(Your goal) Output the full listing verbatim.

▼▼▼

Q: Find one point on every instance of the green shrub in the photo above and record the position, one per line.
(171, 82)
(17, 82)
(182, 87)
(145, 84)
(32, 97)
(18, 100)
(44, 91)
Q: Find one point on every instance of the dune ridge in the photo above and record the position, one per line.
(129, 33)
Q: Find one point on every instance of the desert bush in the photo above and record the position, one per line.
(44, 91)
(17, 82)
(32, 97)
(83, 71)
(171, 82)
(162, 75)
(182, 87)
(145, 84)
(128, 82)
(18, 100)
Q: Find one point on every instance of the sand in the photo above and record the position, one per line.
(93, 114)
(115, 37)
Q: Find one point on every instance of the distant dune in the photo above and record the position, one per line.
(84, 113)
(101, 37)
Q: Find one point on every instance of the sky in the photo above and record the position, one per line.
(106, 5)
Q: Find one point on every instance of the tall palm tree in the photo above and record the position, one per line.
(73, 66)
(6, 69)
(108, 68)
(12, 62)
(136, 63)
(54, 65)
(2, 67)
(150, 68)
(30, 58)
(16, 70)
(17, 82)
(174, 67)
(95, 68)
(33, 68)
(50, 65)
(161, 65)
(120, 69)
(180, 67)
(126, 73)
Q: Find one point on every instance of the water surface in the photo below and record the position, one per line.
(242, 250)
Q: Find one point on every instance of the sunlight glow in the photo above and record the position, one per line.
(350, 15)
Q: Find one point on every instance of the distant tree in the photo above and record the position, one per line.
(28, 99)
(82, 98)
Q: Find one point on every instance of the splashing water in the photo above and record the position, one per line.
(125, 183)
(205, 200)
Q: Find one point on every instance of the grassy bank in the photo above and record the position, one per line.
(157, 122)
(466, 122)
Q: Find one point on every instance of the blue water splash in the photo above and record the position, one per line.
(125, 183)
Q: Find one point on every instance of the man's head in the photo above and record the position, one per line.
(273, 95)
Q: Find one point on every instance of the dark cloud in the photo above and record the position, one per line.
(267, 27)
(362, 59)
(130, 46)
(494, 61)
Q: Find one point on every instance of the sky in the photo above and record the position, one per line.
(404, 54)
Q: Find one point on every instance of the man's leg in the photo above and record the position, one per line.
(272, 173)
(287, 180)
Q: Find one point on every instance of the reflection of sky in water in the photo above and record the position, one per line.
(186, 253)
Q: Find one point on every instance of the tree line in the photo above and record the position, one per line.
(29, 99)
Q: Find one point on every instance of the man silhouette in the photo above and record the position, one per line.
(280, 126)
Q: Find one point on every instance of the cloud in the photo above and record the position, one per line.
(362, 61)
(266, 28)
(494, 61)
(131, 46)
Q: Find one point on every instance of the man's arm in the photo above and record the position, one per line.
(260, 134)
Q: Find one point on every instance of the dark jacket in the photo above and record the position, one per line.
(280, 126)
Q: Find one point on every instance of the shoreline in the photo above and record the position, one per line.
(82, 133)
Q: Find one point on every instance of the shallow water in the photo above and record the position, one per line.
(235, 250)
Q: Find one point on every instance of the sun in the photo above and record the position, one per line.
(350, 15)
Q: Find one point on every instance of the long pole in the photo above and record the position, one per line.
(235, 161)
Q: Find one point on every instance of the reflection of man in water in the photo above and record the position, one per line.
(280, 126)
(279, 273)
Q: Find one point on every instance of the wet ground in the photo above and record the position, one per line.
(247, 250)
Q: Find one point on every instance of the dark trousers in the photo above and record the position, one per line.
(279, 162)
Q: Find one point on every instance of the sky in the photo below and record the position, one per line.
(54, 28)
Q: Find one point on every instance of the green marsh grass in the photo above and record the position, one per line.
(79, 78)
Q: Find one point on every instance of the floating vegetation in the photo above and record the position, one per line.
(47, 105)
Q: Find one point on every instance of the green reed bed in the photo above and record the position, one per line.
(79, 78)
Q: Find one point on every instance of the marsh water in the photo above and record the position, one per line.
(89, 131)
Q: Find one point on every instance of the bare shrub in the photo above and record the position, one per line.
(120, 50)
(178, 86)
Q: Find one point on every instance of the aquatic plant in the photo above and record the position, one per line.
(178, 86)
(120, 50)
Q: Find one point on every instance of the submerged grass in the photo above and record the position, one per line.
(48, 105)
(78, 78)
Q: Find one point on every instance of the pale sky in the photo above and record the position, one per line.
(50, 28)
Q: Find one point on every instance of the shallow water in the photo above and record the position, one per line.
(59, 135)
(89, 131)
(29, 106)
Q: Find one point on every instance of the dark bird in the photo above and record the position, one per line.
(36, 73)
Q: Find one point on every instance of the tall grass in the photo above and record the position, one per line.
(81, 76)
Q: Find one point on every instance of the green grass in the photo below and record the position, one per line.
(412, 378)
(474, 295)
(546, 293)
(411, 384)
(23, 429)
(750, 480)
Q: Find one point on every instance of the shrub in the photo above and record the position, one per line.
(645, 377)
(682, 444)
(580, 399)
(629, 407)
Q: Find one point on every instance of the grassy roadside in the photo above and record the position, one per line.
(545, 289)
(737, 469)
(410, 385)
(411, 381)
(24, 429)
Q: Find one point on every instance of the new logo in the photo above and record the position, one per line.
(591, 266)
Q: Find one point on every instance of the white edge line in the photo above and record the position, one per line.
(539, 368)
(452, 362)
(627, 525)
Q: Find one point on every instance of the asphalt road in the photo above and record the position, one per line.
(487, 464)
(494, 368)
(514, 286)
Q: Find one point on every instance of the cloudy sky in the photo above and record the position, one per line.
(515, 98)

▲▲▲

(Output for this exercise)
Q: Find one point on every instance of the green shrub in the photo above and record the position, one per line.
(171, 82)
(17, 82)
(182, 87)
(145, 84)
(32, 97)
(18, 100)
(44, 91)
Q: Find one point on every instance of the dune ridge in the photo above and record the position, one per line.
(129, 33)
Q: Find one point on every instance of the desert bush in the photo above and record the position, one per line.
(44, 91)
(17, 82)
(32, 97)
(83, 71)
(171, 82)
(162, 75)
(182, 87)
(145, 84)
(128, 82)
(18, 100)
Q: Find one point on every instance of the sand in the photo above and record the position, one per line.
(93, 114)
(115, 37)
Q: Find one point on every instance of the distant dune in the photo above and record the position, one per line.
(84, 113)
(101, 37)
Q: Find one point on every instance of the sky in the photo above and record the position, one per line.
(106, 5)
Q: Find one point on every instance of the tall palm tree in the photo above and record the position, one per line.
(73, 66)
(6, 69)
(108, 68)
(12, 62)
(136, 63)
(54, 65)
(2, 67)
(150, 68)
(30, 58)
(16, 70)
(17, 82)
(174, 67)
(95, 68)
(33, 68)
(50, 65)
(161, 65)
(120, 69)
(180, 67)
(126, 73)
Q: Find one point on every instance of the water surface in the photo below and record the position, one per line.
(242, 250)
Q: Find one point on every instance of the sunlight glow in the photo above and record the position, one per line.
(350, 15)
Q: Find one point on every instance of the distant tree in the photo above and record the position, one per line.
(28, 99)
(82, 98)
Q: Find one point on every instance of the splashing water in the photo above and record the position, one per line.
(125, 183)
(205, 200)
Q: Find one point on every instance of the grassy bank in the photo above and record the position, one per line.
(157, 122)
(466, 122)
Q: Find one point on every instance of the blue water splash in the photo above and record the position, one per line.
(125, 183)
Q: Find one point on every instance of the man's head in the photo above and record the position, one per line.
(273, 95)
Q: Find one point on every instance of the dark cloud in the photo above and record the position, one per line.
(267, 27)
(362, 59)
(130, 46)
(494, 61)
Q: Find one point on every instance of the sky in the photo above and record the position, one per line.
(404, 54)
Q: Find one point on every instance of the man's leg in the photo above and record the position, one per line.
(272, 173)
(287, 180)
Q: Find one point on every instance of the reflection of sky in water in the photo above and record the position, one per line.
(186, 253)
Q: Find one point on every instance of the tree line in the photo above and record the position, one per line.
(29, 99)
Q: Find one point on every instance of the man silhouette in the photo above and record the position, one per line.
(280, 126)
Q: Find one point on every instance of the cloud in the photo above and record the position, one per line.
(362, 61)
(266, 28)
(494, 61)
(131, 46)
Q: Find one point on every instance of the man's arm in the photo above and record the position, one per line.
(260, 134)
Q: Find one point on every instance of the dark jacket in the photo above and record the position, one per line.
(280, 126)
Q: Find one point on every instance of the shoreline in the photo above and record the position, one per line.
(82, 133)
Q: Find one point on every instance of the shallow water in the photo above and record the position, one per line.
(235, 250)
Q: Find one point on every instance of the sun in the photo above and record the position, one per line.
(350, 15)
Q: Find one point on every instance of the long pole in the photo above and record the position, one per line.
(235, 161)
Q: Find one point on every instance of the reflection of man in water in the photo above and record the position, one per line.
(280, 126)
(279, 273)
Q: Find one point on every instance of the wet ground in the photo above and record the position, one per line.
(247, 250)
Q: Find one point on every instance of the dark trousers in the photo above and record the position, one per line.
(279, 162)
Q: Find one point on every instance of the sky in the photo below and record the position, one per line.
(54, 28)
Q: Find one point on every instance of the green marsh grass in the photo above and record the position, one per line.
(79, 78)
Q: Find one point on every instance of the floating vegetation in the photo above and record the position, one per line.
(47, 105)
Q: Find one point on every instance of the green reed bed in the photo above and record the position, one per line.
(79, 78)
Q: Find one point on every instance of the marsh water in the photo above and record the position, one per line.
(89, 131)
Q: Find one point on every instance of the bare shrub in the photo above and record the position, one per line.
(120, 50)
(178, 86)
Q: Find one point on every instance of the aquatic plant in the photo above and record the position, one per line.
(178, 86)
(120, 50)
Q: Find one point on every instance of the submerged grass in the photo above and record the position, one per line.
(48, 105)
(78, 78)
Q: Find one point on every instance of the pale sky in the photo above and record the position, one per line.
(50, 28)
Q: Find one point on every instance of the shallow water in the photo above and record the position, one per line.
(59, 135)
(89, 131)
(29, 106)
Q: Find one point on every instance of the dark bird in the photo above and record the position, one per line.
(36, 73)
Q: Find one point on every instance of the tall grass in the photo above and record the position, one per line.
(81, 76)
Q: Find one point on every instance of the green grass in the photo below and record the position, one per line.
(412, 378)
(474, 295)
(546, 293)
(411, 384)
(23, 429)
(750, 480)
Q: Find one point on every instance of the shrub in the photo above and record the position, one per line.
(645, 377)
(682, 444)
(580, 399)
(629, 407)
Q: Find one point on every instance of the grassy roadside in the photo above and record the position, one per line.
(545, 289)
(737, 469)
(410, 385)
(411, 381)
(24, 429)
Q: Find one point on every instance of the new logo in the photo above and record the position, one per line.
(591, 266)
Q: Find one point on every instance of the white edge line in the photo above and record the position, one per line.
(539, 368)
(452, 362)
(627, 525)
Q: Find one point on every instance of the asphalt road in the photo above and record the position, one per line.
(487, 464)
(494, 368)
(514, 286)
Q: Find one point on every instance of the cloudy sky in the photo above and record the position, one per line.
(515, 98)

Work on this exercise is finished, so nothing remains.